**Aufgaben**
(1) Welches Thema hat der Traktat, um den es im vorliegenden Text geht?
(2) Zähle die Zeilen der Datensätze, in denen die Zeichenfolge "slope" vorkommt, wobei Groß- und Kleinschreibung zählt. Gib nur die Zahl an.

**Vorliegender Text**

+--

Anfangs – ich war von Mérimée und Flaubert gekommen – wollte mir die gleichsam zum Champagner philosophierende Betrachtung ein flüchtiges Feuilleton scheinen. Mit einigem Unwillen nur liess ich mich dazu herbei, für die zufällige Äusserung mit Sorgfalt gewählte, sicher einherschreitende Worte zu verwenden, an ein loses Impromptu die Ergebnisse sondernder Gedankenarbeit zu verschwenden. Aber bald lernte ich, einst ein behaglich gestimmter Leser, jetzt ein jeden Ausdruck wägender Vermittler, das Problem und den Problematiker höher einschätzen, lernte den nicht nur geschickten und behenden, sondern auch besonnenen und bestimmten Stilisten würdigen. In der Tat, das kleine Buch ist viel mehr als eine Reihe sorglos verknüpfter Feuilletons: es ist ein Ganzes, als Ganzes dichterisch empfangen und mit kaum je versagender Kraft als Ganzes gestaltet. Der Traktat über den Dandysmus ist wirklich eine Abhandlung, die nur durch den Reichtum an Einfällen, die Treffsicherheit des Ausdrucks für das kaum Ausdrucksame und die immer angenehm tönende Musik dieser plätschernden fontaine lumineuse des Geistes sich von andern Abhandlungen vorteilhaft unterscheidet. Man wird die mancherlei nicht zu leugnenden Flüchtigkeiten, die oft allzu kühn aufstürmenden und leider alsbald auch gelähmt herabtaumelnden Bilder einem Verfasser verzeihen, der so scharfsinnig, so überlegen und vor allem so unliterarisch von den Imponderabilien des sozialen Verkehrs und von einer der merkwürdigsten Epochen der Gesellschaftsgeschichte zu erzählen weiss. Und dass der Herausgeber von Andreas von Balthessers »leider nicht gesammelten« Meinungen gerade diesem weltmännischen Buche, dem ich im deutschen Bestande kein ähnliches an die Seite zu stellen wüsste, seine zärtliche-behutsame Aufmerksamkeit zugewandt, dass er seinen Stolz darein gesetzt, wenn man will, eine Schrulle daran befriedigt habe, einer kapriziösen wie auf hochgestöckelten Lackhalbschuhen auf spiegelglattem Parkett gewandt hingleitenden mondainen Erscheinung einen möglichst reinen Spiegel aus deutschem Sprachmetall vorzuhalten mit ruhiger Hand: kann das seine Freunde befremden und als eine überflüssige Kraftvergeudung Schätzer der erfüllten Form – nur an dieses Parterre von Kennern wendet sich mein Versuch – dem nach Vollendung strebenden Stilisten missgünstig stimmen?

+--

**Datensätze**
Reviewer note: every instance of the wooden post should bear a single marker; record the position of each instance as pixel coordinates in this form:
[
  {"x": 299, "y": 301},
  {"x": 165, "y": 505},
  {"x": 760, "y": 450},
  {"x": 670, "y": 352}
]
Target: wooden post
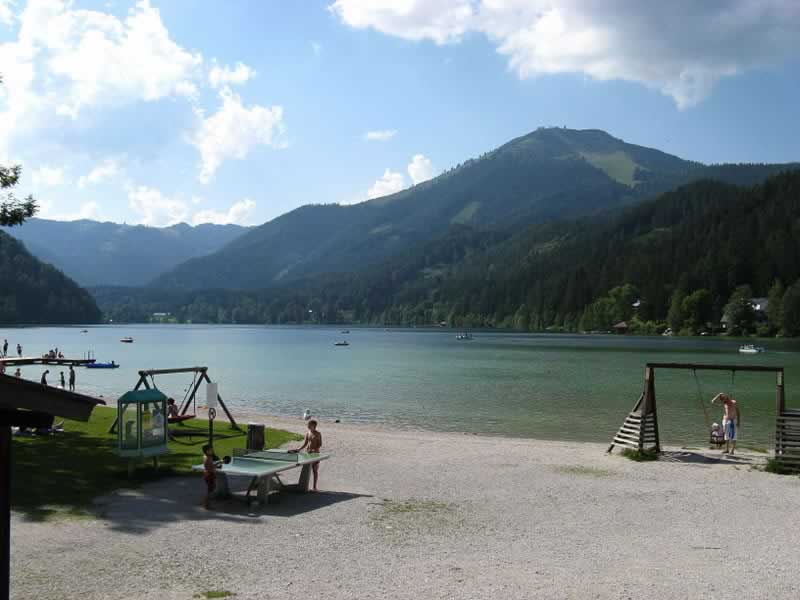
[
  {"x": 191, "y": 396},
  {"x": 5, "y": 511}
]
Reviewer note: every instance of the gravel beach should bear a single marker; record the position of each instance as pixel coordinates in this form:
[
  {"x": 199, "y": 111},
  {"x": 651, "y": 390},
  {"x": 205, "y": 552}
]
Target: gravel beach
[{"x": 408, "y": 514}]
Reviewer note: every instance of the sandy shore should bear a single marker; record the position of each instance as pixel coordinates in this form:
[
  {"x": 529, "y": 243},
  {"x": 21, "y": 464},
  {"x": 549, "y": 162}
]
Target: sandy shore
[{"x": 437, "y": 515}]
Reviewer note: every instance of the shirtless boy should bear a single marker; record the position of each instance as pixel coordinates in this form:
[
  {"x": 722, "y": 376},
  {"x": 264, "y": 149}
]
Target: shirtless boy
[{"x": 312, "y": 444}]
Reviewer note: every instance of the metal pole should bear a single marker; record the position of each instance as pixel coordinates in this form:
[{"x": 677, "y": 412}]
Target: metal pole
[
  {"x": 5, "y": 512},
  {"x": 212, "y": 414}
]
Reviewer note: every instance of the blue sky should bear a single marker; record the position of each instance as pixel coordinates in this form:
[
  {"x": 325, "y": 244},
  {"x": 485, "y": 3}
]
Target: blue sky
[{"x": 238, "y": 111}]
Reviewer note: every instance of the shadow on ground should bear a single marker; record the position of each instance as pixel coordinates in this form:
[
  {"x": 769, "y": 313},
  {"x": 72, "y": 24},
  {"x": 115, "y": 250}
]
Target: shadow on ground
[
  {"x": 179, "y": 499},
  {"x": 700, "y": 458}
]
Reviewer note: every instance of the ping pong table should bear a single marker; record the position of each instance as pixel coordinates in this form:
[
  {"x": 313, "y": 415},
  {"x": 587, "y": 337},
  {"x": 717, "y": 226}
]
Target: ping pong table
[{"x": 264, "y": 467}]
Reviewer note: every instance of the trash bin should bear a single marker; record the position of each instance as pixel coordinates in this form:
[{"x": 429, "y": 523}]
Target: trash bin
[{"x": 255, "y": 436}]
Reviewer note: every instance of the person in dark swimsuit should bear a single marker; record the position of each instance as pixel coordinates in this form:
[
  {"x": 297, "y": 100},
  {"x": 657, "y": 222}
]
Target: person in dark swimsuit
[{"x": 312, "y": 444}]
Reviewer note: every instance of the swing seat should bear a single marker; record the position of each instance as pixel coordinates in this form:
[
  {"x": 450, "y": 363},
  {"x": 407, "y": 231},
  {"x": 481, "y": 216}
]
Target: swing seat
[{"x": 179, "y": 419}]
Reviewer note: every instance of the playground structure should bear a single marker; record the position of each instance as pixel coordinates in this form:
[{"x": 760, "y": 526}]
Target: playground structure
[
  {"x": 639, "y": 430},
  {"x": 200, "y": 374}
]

+--

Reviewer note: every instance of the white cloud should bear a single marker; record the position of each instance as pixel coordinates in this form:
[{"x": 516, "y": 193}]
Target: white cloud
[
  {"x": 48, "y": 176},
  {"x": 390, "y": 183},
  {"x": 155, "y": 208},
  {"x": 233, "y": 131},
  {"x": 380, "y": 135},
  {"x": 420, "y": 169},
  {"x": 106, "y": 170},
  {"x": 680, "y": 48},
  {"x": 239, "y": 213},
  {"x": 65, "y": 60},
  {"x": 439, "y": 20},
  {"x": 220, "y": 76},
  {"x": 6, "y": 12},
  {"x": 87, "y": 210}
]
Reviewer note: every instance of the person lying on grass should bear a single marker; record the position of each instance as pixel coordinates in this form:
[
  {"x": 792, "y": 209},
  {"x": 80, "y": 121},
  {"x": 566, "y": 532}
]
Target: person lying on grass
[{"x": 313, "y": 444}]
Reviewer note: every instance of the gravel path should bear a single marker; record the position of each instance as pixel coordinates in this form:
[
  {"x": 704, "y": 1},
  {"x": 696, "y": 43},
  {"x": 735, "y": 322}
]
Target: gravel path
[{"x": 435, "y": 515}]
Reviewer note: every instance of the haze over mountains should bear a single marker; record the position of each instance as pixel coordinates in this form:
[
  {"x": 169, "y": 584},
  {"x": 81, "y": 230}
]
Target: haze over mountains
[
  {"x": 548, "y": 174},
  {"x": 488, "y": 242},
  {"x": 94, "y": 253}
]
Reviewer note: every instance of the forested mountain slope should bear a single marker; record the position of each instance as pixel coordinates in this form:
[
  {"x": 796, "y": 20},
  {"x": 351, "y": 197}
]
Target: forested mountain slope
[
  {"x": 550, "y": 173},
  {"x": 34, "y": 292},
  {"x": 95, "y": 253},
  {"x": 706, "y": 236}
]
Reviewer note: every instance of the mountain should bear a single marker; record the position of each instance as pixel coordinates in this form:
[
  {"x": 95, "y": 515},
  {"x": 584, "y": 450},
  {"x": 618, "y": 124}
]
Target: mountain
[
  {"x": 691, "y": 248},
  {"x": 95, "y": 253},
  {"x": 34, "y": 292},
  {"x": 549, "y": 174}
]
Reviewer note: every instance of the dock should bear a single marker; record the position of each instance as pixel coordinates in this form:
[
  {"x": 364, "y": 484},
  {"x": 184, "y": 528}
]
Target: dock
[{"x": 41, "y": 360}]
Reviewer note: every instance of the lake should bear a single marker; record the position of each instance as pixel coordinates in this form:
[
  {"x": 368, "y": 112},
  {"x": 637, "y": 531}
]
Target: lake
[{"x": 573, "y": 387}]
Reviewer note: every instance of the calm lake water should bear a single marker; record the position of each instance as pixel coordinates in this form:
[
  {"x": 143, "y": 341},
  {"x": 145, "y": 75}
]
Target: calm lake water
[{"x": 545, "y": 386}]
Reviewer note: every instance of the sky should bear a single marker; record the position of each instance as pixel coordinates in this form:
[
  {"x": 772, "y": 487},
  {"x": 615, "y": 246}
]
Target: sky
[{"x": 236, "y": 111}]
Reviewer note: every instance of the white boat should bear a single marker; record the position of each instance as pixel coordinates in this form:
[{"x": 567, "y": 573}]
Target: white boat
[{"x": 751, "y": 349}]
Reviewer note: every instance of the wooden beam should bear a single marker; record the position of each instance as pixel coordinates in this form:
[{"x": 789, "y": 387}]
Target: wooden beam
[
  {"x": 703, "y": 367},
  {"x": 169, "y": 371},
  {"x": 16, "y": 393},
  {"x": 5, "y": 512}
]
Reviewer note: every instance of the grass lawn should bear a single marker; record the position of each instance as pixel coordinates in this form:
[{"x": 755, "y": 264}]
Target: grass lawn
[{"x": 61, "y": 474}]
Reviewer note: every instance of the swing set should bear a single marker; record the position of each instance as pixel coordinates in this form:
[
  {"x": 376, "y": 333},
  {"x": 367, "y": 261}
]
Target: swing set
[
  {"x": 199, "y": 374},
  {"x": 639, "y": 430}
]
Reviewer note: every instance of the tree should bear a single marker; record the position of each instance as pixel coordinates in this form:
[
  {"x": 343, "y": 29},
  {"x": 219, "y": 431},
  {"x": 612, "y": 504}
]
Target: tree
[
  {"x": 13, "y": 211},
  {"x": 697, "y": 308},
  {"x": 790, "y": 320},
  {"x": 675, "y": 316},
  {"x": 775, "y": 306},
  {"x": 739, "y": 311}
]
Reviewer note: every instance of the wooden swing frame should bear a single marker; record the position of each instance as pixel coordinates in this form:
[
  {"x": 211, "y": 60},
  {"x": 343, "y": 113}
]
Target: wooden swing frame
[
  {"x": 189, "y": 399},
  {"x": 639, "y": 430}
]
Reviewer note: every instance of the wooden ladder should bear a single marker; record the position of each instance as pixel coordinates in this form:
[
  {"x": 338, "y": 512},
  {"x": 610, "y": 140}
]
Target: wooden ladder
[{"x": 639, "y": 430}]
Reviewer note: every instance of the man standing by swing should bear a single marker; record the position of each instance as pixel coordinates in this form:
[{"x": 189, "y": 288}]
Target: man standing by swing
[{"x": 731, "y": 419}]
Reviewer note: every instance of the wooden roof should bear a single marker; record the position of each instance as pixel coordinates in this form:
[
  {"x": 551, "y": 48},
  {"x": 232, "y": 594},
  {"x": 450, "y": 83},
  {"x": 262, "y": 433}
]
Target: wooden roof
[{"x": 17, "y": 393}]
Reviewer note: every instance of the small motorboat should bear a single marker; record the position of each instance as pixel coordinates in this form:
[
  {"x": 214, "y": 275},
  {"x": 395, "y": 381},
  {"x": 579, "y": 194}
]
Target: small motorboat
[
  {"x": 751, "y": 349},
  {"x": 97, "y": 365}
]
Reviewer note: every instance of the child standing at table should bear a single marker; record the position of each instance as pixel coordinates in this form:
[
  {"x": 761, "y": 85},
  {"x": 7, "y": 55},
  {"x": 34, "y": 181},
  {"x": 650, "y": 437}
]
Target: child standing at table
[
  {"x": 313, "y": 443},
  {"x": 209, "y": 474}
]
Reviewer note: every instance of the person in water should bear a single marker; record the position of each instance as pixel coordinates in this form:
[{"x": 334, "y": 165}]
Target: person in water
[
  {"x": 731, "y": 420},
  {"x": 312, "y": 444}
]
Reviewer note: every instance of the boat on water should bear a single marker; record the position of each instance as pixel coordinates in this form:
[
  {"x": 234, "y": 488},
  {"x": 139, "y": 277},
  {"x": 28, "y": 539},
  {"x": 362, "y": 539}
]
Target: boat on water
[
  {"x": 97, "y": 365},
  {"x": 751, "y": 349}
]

+--

**Antworten im Einzelnen**
(1) Den Dandysmus.

(2) 2